True Esteem Cosmetics Manufacturing Business Plan - Case Study
How Avvale helped TruEsteem turn an inclusive beauty concept into a structured manufacturing and growth plan
A 41-page business plan built around contract manufacturing, supply chain innovation, Investor Studio support, and a clearer commercial case for serving indie beauty brands targeting underserved demographics.

About TruEsteem Labs
TruEsteem Labs is a Metropolitan New York City area beauty manufacturing business built to support independent beauty brands and larger cosmetics companies through contract manufacturing, packaging, fulfilment, and operational scale-up. The company was designed to help inclusive beauty brands move faster, manufacture more flexibly, and compete more effectively.
Rather than positioning the business as a generic cosmetics manufacturer, the plan framed TruEsteem as a value-add partner for brands serving underserved demographics, particularly those focused on melanin-enriched skin and adjacent inclusive beauty segments.
Why the market case was stronger than a standard beauty manufacturing story
A major part of the work was validating that TruEsteem was solving a real structural problem, not simply entering a large category. The business plan showed that the global cosmetics market is projected to reach $463.5 billion by 2027, while the U.S. beauty products manufacturing industry is expected to return to growth and reach $47.2 billion by 2026.
More importantly, the plan linked TruEsteem to one of the most dynamic parts of the sector: indie beauty. The model was built around the reality that inclusive and ethnic-owned brands often face operational capacity constraints, packaging quality issues, logistics challenges, limited marketing resources, and a funding gap that makes it harder for them to scale even when demand is clear.
Where the business needed support
The live version of the case study was too generic and did not explain what made this project commercially distinctive. This was not a basic consumer goods plan. It needed to show how TruEsteem combined contract manufacturing, supply chain innovation, and accelerator-style support into one model that could appeal to both indie beauty founders and larger outsourced manufacturing clients.
- Clarify the business as a value-add contract manufacturing and support platform, not just a cosmetics startup
- Explain the specific market problems around capacity, logistics, packaging, marketing, and investor access
- Show why the business model was differentiated through flex manufacturing and Investor Studio support
- Present the correct financial story, including financing sought and forward revenue projections
How Avvale built the plan
Avvale developed a 41-page business plan that turned TruEsteem into a clearer investment and growth proposition. The deliverable covered the market gap, opportunity sizing, target market, competitive landscape, service model, pricing, operations, management structure, marketing strategy, and financial plan.

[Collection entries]
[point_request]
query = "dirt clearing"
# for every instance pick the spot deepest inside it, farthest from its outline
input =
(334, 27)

...

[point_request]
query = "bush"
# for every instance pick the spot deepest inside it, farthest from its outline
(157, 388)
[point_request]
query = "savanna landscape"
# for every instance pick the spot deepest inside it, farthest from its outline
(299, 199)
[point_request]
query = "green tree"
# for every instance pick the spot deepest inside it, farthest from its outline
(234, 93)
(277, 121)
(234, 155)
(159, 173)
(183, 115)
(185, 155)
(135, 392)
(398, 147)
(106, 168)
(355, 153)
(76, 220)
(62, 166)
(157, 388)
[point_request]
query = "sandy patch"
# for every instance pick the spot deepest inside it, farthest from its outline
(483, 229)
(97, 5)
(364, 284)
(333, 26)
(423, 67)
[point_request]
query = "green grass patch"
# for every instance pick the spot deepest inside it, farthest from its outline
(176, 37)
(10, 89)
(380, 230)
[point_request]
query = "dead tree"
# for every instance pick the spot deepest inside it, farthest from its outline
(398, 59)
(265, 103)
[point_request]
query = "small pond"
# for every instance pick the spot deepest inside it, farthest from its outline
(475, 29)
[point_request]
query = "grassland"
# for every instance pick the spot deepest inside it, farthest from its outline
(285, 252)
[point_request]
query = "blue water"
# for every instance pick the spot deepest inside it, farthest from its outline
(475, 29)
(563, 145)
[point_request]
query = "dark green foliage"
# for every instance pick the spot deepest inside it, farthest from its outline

==

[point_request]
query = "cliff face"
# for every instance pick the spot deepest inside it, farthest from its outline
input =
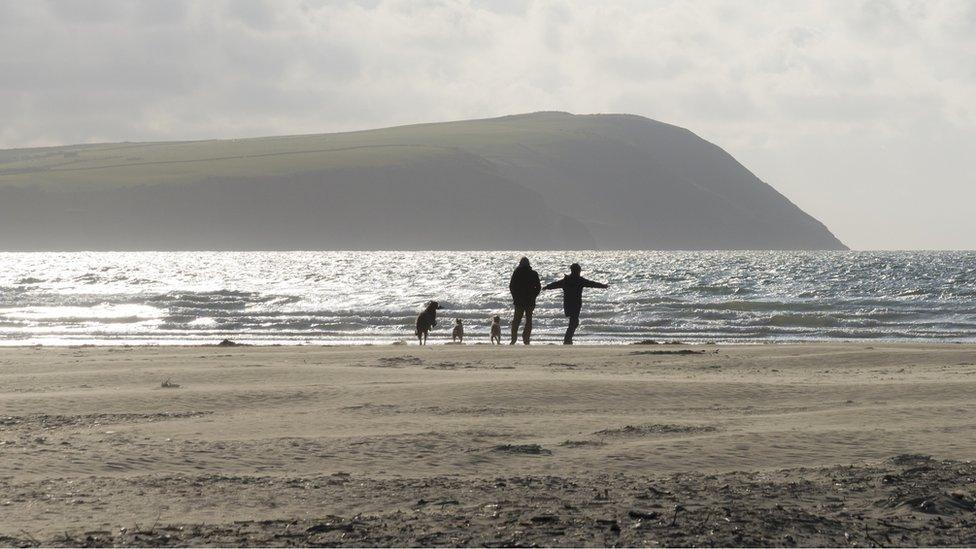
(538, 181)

--- Requests ---
[1] According to the case study, what value is the global cosmetics market projected to reach by 2027?
[2] Decide whether each statement agrees with the case study, answering yes or no and quoting the words that settle it: (a) The U.S. beauty products manufacturing industry is expected to reach $47.2 billion by 2026. (b) The plan positioned TruEsteem as a generic cosmetics manufacturer. (c) The deliverable covered pricing and management structure.
These rows come from a separate source unrelated to the case study.

--- Set of answers ---
[1] $463.5 billion

[2]
(a) Yes: "the U.S. beauty products manufacturing industry is expected to return to growth and reach $47.2 billion by 2026"
(b) No: "Rather than positioning the business as a generic cosmetics manufacturer, the plan framed TruEsteem as a value-add partner"
(c) Yes: "pricing, operations, management structure"